▶ _PROMPT_:
All of the records below are to be given again word for word, with the pictures removed.

(Photo-based referring expression data)
- - -
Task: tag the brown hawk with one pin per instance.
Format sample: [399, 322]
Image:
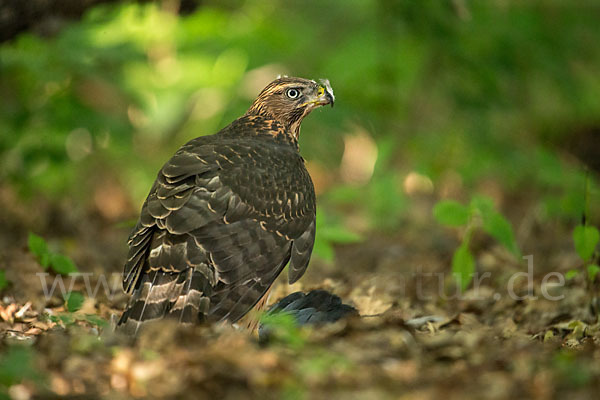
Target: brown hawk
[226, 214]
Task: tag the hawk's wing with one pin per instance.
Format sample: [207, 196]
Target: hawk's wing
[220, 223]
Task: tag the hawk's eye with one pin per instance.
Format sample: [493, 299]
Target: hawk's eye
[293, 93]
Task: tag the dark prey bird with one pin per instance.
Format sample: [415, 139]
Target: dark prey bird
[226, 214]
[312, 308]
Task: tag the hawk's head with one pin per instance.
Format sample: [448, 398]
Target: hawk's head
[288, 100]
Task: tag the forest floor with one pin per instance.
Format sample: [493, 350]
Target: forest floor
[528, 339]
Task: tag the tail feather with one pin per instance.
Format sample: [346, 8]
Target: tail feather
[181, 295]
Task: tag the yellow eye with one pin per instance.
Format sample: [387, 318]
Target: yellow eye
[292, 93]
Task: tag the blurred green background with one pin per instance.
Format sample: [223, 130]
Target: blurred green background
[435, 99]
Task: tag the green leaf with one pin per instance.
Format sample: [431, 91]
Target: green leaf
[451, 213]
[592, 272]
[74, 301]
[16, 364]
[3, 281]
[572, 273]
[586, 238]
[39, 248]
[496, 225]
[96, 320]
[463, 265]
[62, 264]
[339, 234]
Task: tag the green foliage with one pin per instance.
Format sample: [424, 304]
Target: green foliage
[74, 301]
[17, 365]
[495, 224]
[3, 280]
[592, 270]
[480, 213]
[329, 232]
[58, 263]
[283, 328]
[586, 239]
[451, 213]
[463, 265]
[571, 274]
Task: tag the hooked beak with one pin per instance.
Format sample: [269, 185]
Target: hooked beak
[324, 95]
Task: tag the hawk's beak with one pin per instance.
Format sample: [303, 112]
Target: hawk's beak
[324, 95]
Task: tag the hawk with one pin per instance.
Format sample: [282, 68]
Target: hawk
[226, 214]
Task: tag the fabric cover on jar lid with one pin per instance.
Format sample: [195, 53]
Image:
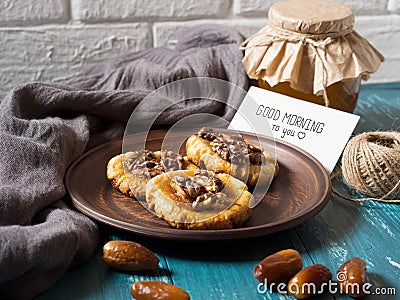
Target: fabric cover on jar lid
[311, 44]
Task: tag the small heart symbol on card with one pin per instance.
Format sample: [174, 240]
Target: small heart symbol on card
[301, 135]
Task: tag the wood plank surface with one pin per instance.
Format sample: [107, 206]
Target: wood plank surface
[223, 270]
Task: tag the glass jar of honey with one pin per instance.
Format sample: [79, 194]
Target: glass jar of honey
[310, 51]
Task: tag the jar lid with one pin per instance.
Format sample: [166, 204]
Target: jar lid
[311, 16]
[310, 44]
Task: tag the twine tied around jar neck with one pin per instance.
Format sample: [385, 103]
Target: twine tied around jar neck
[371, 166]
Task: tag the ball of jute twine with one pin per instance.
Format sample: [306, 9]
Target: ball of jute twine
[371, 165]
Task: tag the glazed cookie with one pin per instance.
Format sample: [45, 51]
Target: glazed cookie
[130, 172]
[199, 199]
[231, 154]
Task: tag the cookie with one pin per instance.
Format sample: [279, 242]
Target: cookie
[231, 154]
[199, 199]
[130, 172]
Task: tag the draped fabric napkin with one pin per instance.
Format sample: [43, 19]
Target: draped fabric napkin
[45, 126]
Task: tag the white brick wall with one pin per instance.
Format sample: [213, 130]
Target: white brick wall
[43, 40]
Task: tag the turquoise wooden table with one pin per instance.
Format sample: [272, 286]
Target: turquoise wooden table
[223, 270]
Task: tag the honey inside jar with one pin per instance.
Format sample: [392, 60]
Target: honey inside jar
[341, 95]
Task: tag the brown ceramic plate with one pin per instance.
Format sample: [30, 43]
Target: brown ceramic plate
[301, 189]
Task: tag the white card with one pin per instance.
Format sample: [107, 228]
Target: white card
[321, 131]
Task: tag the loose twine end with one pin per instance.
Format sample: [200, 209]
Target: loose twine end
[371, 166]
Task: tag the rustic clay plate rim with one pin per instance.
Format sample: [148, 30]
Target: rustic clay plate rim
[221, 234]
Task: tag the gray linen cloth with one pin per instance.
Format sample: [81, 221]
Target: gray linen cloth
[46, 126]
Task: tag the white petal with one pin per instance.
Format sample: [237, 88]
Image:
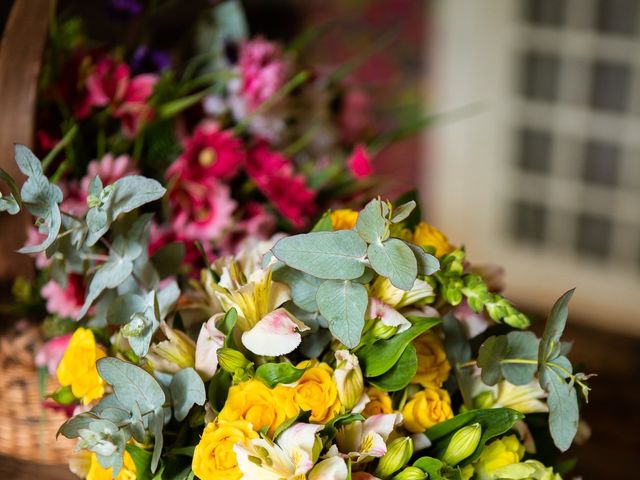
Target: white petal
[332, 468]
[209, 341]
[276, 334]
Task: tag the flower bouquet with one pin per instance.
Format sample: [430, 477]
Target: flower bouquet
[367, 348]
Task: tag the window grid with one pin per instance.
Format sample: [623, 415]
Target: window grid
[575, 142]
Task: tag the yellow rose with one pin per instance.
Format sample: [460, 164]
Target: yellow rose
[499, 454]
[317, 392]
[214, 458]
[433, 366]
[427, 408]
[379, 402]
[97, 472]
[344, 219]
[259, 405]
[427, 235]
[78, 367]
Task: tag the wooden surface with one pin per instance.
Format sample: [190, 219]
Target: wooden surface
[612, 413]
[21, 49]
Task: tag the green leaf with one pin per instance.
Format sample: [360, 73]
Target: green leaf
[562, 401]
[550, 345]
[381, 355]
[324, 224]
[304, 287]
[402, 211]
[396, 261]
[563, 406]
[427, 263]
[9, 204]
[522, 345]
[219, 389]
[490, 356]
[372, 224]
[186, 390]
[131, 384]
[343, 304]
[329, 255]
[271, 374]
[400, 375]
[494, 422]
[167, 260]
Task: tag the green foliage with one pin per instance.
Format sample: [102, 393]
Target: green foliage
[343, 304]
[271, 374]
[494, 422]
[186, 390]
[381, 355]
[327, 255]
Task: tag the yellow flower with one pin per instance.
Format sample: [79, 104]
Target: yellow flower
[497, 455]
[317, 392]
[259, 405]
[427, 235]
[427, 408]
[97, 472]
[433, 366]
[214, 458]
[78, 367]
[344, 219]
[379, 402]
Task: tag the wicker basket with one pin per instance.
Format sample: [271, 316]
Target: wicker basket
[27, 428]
- - -
▶ _EXERCISE OUTPUT_:
Task: tag the brown hawk with one pin per instance.
Format sample: [399, 322]
Image:
Target: brown hawk
[226, 214]
Task: tag the hawk's wing with one pin per instance.
Format sample: [207, 196]
Target: hawk's wing
[220, 223]
Task: tag the hawk's eye with one pin per instance.
Format sample: [493, 299]
Target: hawk's eye
[293, 93]
Task: tag the dark prey bird with one pin per instance.
Format sample: [415, 139]
Target: dark prey bird
[226, 214]
[312, 308]
Task: tag the hawk's head with one pin per instance.
Format sample: [448, 398]
Target: hawk's head
[288, 100]
Task: tag the forest floor with one pin per instance.
Format sample: [493, 350]
Target: forest floor
[528, 339]
Task: tag the tail feather with one pin per instance.
Format sample: [346, 8]
Target: tail feather
[181, 295]
Task: tag the yellow eye with one pin per instance.
Format sample: [387, 318]
Target: yellow eye
[292, 93]
Task: tag the blurred green background with one pin per instance.
Format sample: [223, 130]
Target: blurred green background
[435, 99]
Task: tag the green leaf with one pin per instance.
Format sample: [431, 91]
Target: green leaf
[451, 213]
[592, 272]
[74, 301]
[16, 364]
[3, 281]
[572, 273]
[586, 238]
[39, 248]
[496, 225]
[96, 320]
[463, 265]
[62, 264]
[339, 234]
Task: tag the green foliage with one pin per instance.
Format sample: [424, 304]
Target: green foliage
[74, 301]
[17, 365]
[495, 224]
[3, 280]
[592, 270]
[480, 213]
[329, 232]
[58, 263]
[283, 328]
[586, 239]
[451, 213]
[463, 265]
[571, 274]
Task: tag the hooked beak with one pin per instance.
Format sample: [269, 185]
Target: hooked beak
[324, 95]
Task: tag the hawk's beak with one pin per instance.
Format sample: [303, 112]
Target: hawk's beak
[324, 95]
Task: tag the hawk with one pin per instance.
Format sample: [282, 68]
Target: hawk
[226, 214]
Task: tag the fabric cover on jar lid with one pin per instance.
Format sample: [195, 53]
Image:
Target: fabric cover on jar lid
[311, 44]
Task: tag the small heart symbol on card with one pin per instance.
Format sample: [174, 240]
Target: small heart symbol on card
[301, 135]
Task: tag the wood plank surface with one pin per instance.
Format sample: [107, 206]
Target: wood plank surface
[223, 270]
Task: tag the glass jar of honey with one pin per instance.
Format sample: [79, 194]
Target: glass jar of honey
[310, 51]
Task: tag the jar lid with one pin per instance.
Format sample: [166, 204]
Target: jar lid
[311, 16]
[310, 44]
Task: tag the twine tied around jar neck with one pin per instance.
Format sample: [385, 103]
Target: twine tied around jar neck
[371, 166]
Task: tag the ball of jute twine with one pin per instance.
Format sample: [306, 9]
Target: ball of jute twine
[371, 165]
Task: tag the glazed cookie with one pin per instance.
Format sample: [45, 51]
Target: glazed cookie
[130, 172]
[199, 199]
[231, 154]
Task: tag the cookie with one pin per instance.
Format sample: [279, 242]
Target: cookie
[231, 154]
[199, 199]
[130, 172]
Task: tag the draped fabric napkin with one pin per instance.
Format sample: [43, 19]
Target: draped fabric napkin
[45, 126]
Task: tag the white brick wall with one pin per instance.
Format sample: [213, 130]
Target: white brick wall
[43, 40]
Task: tag the turquoise wooden table with one pin per instance.
Format sample: [272, 286]
Target: turquoise wooden table
[223, 270]
Task: tag the honey inside jar with one pin per instance.
Format sample: [392, 60]
Target: honey inside jar
[341, 95]
Task: tag the brown ceramic plate with one pin per instance.
Format sample: [30, 43]
Target: brown ceramic plate
[301, 189]
Task: tag the white card with one pin per instance.
Format sample: [107, 228]
Target: white card
[321, 131]
Task: tag the loose twine end with one pin per instance.
Format sample: [200, 209]
Target: loose twine end
[371, 166]
Task: tag the rustic clay plate rim with one pin per instance.
Format sample: [148, 30]
Target: rustic clay plate rim
[221, 234]
Task: tag the gray linen cloth with one pin per instance.
Format sample: [81, 221]
Target: gray linen cloth
[46, 126]
Task: tag the white petal with one pin per instance.
Format sample: [237, 88]
Image:
Target: white petal
[332, 468]
[209, 341]
[276, 334]
Task: tag the flower bouquet with one pin per instance.
Format sample: [430, 477]
Target: flower bouquet
[367, 348]
Task: tag the window grid with one pin per instance.
Format sample: [623, 415]
Target: window grid
[575, 142]
Task: tag the yellow rose with one pin per instance.
Format sample: [460, 164]
Target: yellow rose
[499, 454]
[317, 392]
[214, 458]
[433, 366]
[427, 408]
[379, 402]
[97, 472]
[344, 219]
[259, 405]
[427, 235]
[78, 367]
Task: tag the wooden surface with one pin per instance.
Format sample: [190, 219]
Target: wooden surface
[612, 413]
[21, 49]
Task: tag the green leaf with one pin per instance.
Format sample: [360, 73]
Target: green leaf
[562, 401]
[550, 345]
[381, 355]
[324, 224]
[304, 287]
[402, 211]
[396, 261]
[563, 406]
[427, 263]
[9, 204]
[522, 345]
[219, 389]
[490, 356]
[372, 224]
[186, 390]
[131, 384]
[343, 304]
[329, 255]
[271, 374]
[400, 375]
[494, 422]
[167, 260]
Task: tag the green foliage with one pin per instance.
Format sample: [102, 393]
Target: green foliage
[343, 304]
[271, 374]
[494, 422]
[186, 390]
[381, 355]
[327, 255]
Task: tag the yellow flower with one pin per instance.
Format sample: [79, 104]
Target: yellow flower
[497, 455]
[317, 392]
[259, 405]
[427, 235]
[427, 408]
[97, 472]
[433, 366]
[214, 458]
[78, 367]
[344, 219]
[379, 402]
Task: tag the wicker basket with one pin per instance.
Format sample: [271, 316]
Target: wicker basket
[27, 428]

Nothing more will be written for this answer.